## ARTICLE
▼

So anyway, jobs included drilling holes in the concrete and bolting the stanchions into them, climbing up ladders to tighten nuts & bolts in fishplates, oh and of course grinding. Bad photo but ee – sparks. Which don’t seem to some out too well in photos – there were a lot more of them in real life. Also, isn’t my long-tailed hi-vi dinner jacket thing just the best fashion accessory ever?

Other random photos taken include the gunpowder truck (this was originally a railway line which served a slate mine)

the makeshift picnic table for lunch (and look…those are cups of tea…and one of them’s mine…)

and, to finish, the absolutely gorgeous view to the east of snow-capped Snowdon, head still lost in the clouds.

And then we came home. The end.

Thursday, March 16, 2006

Absenteeism

I'm done!

I will not, repeat not, be playing with my blog any more until next week.

I don't care what you all think of it, I don't care if Myo jumps up and down and demands the borders back, I don't care if it blinds Jes beyond recovery, I don't care if the new range of titles is a whole swathe of references which completely bypass Kepp.

I will not be on the internet this weekend.

And you know...it actually feels like a relief.

So this is how it's gonna stay, folks. Deal. ;)

Tuesday, March 14, 2006

Snow Squirrel

Photos from this Sunday's walk in the park.

▲

## RECORDS SHOWN

▼

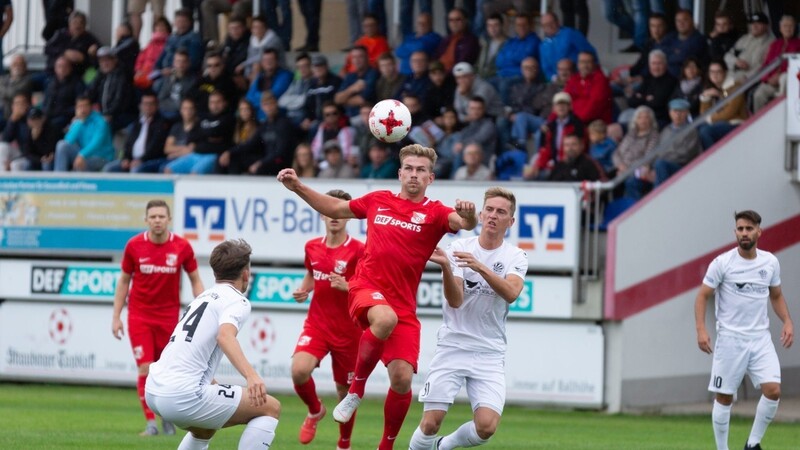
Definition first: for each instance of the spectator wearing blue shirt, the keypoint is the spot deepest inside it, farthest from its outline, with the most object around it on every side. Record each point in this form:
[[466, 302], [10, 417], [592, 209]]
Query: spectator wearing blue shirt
[[559, 43], [425, 40], [87, 145]]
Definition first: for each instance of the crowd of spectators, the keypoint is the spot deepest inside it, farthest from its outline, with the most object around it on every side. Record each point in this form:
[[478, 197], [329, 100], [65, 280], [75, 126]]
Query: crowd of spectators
[[498, 100]]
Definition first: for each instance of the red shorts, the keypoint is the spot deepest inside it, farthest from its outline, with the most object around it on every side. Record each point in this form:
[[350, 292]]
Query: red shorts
[[343, 353], [403, 343], [148, 339]]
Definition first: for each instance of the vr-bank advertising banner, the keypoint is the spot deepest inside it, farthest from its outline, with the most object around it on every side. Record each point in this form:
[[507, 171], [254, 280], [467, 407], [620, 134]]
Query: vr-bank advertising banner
[[75, 214], [277, 223]]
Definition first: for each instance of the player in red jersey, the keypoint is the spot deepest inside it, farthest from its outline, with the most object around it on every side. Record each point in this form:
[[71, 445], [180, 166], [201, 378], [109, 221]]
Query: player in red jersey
[[153, 260], [403, 230], [330, 261]]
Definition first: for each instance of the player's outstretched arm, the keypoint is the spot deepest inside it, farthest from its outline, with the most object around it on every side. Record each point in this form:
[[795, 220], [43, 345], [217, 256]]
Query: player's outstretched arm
[[782, 311], [703, 339], [226, 339], [464, 217], [326, 205]]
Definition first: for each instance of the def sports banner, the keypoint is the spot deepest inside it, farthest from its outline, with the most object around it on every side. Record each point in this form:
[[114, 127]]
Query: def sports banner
[[277, 223]]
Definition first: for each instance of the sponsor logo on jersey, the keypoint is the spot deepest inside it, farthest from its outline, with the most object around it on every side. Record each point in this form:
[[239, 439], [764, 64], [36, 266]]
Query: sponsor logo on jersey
[[382, 219], [541, 228], [204, 219]]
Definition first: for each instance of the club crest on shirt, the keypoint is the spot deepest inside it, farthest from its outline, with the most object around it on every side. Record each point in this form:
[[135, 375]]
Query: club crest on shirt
[[418, 218]]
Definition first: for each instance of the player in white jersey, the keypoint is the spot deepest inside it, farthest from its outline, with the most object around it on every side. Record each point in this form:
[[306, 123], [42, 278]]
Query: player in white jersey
[[181, 386], [743, 279], [481, 276]]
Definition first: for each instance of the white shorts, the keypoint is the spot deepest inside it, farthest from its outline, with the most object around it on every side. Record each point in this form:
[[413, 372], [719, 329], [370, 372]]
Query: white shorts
[[483, 373], [209, 409], [734, 356]]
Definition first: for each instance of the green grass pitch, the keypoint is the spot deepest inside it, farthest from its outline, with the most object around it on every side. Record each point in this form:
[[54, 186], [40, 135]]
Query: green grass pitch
[[40, 416]]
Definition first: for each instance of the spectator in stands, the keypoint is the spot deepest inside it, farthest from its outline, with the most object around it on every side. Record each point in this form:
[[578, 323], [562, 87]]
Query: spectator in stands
[[559, 43], [61, 93], [214, 79], [641, 138], [590, 91], [602, 146], [390, 82], [577, 165], [562, 122], [474, 168], [425, 40], [358, 87], [460, 45], [144, 143], [773, 84], [143, 70], [271, 77], [381, 165], [491, 44], [110, 91], [656, 88], [183, 37], [75, 43], [87, 145], [683, 150], [323, 88], [690, 85], [748, 53], [372, 41], [234, 51], [511, 54], [685, 42], [335, 164], [16, 81], [469, 86], [269, 150], [293, 101], [213, 135], [723, 36], [730, 116], [179, 84]]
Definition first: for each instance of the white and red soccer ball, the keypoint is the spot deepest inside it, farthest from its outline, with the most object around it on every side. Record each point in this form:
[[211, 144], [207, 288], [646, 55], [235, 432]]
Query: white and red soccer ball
[[389, 121]]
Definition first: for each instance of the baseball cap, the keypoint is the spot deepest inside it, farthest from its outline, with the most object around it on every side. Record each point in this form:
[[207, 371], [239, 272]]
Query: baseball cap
[[758, 17], [562, 97], [462, 68], [679, 104]]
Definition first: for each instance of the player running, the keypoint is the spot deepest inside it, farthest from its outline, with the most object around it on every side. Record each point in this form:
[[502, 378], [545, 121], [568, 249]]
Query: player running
[[482, 276], [403, 230], [153, 261], [330, 261]]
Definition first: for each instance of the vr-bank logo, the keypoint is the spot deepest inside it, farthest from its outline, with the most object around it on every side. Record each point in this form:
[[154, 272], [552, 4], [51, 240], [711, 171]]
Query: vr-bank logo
[[204, 219], [541, 228]]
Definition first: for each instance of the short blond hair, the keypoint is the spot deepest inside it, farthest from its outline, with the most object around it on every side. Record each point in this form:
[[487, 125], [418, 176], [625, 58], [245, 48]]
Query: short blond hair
[[497, 191], [418, 150]]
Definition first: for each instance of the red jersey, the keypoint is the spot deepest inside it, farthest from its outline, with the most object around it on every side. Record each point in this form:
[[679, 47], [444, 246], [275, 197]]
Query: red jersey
[[401, 236], [328, 310], [155, 269]]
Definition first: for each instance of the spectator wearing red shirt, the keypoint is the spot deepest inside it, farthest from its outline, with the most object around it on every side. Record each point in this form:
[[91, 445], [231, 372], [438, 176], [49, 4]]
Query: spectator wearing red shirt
[[150, 281], [590, 91]]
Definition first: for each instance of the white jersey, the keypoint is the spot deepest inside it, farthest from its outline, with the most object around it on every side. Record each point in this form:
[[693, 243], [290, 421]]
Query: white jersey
[[192, 356], [479, 324], [742, 290]]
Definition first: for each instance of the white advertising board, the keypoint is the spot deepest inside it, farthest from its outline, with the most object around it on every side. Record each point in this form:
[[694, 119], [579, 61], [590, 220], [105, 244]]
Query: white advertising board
[[277, 223], [49, 341]]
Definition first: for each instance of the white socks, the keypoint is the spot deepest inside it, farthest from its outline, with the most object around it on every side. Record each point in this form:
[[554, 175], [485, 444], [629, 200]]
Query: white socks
[[765, 412], [421, 441], [465, 436], [721, 419], [190, 442], [258, 434]]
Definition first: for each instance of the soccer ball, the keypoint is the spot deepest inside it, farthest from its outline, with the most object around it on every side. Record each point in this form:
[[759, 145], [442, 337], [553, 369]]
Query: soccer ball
[[389, 121]]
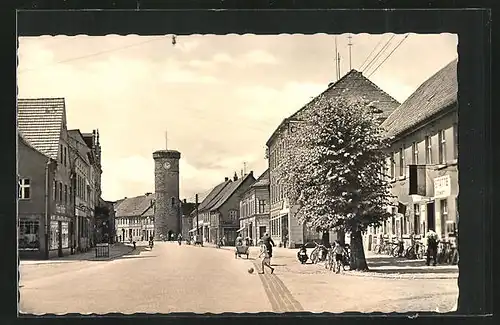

▲

## BRIEF
Extend the blog from its last line. The rows come from a separate source, unrelated to the blog.

## RESPONSE TO THE TASK
General parkscape:


Why there is heather still blooming in March I don't know, but then I also don't know why we had heavy settling snow in March either so I guess, all round, I'm just a bit unknowledgable. But the two were pretty together.


A wintry tree near the entrance which I should thank for reminding me to do something with my blog later on:


And at the other extreme, a defiant primrose (I...think...I feel a bad daughter for not knowing all names of all garden plants beyond possible doubt) which wasn't going to let a little bit of freezing put it off.


And best of all, the squirrels were out because there were so few people around. I took many blurred photos of squirrels running away from me until, for some reason, this one decided to pop out of a tree fork a foot away from my left knee.


Aww. Well...aww if you like squirrels. Like me. Unlike two women joggers I once met in Hyde Park when a squirrel had just climbed up my leg (I have no idea why...do you think squirrels are like dogs?) who practically squealed and ran away. Well...I suppose as they were joggers the running away part was inevitable, but the squealing was a little unnecessary.

Anyway. Pretty. And probably the last of the year, so I just thought I'd share it.

Sunday, March 12, 2006

Whose woods these are I think I know

So.

Still playing.

This background was just a quick doodle to see if my idea would work at all, but I find myself rather liking it now. And I like the colour system on my puter at least.

Any complaints/suggestions/adoration?

Saturday, March 11, 2006

Capitalism

On Wednesday, I had to go down to London for a meeting.

On the train home, I pondered bloggish thoughts.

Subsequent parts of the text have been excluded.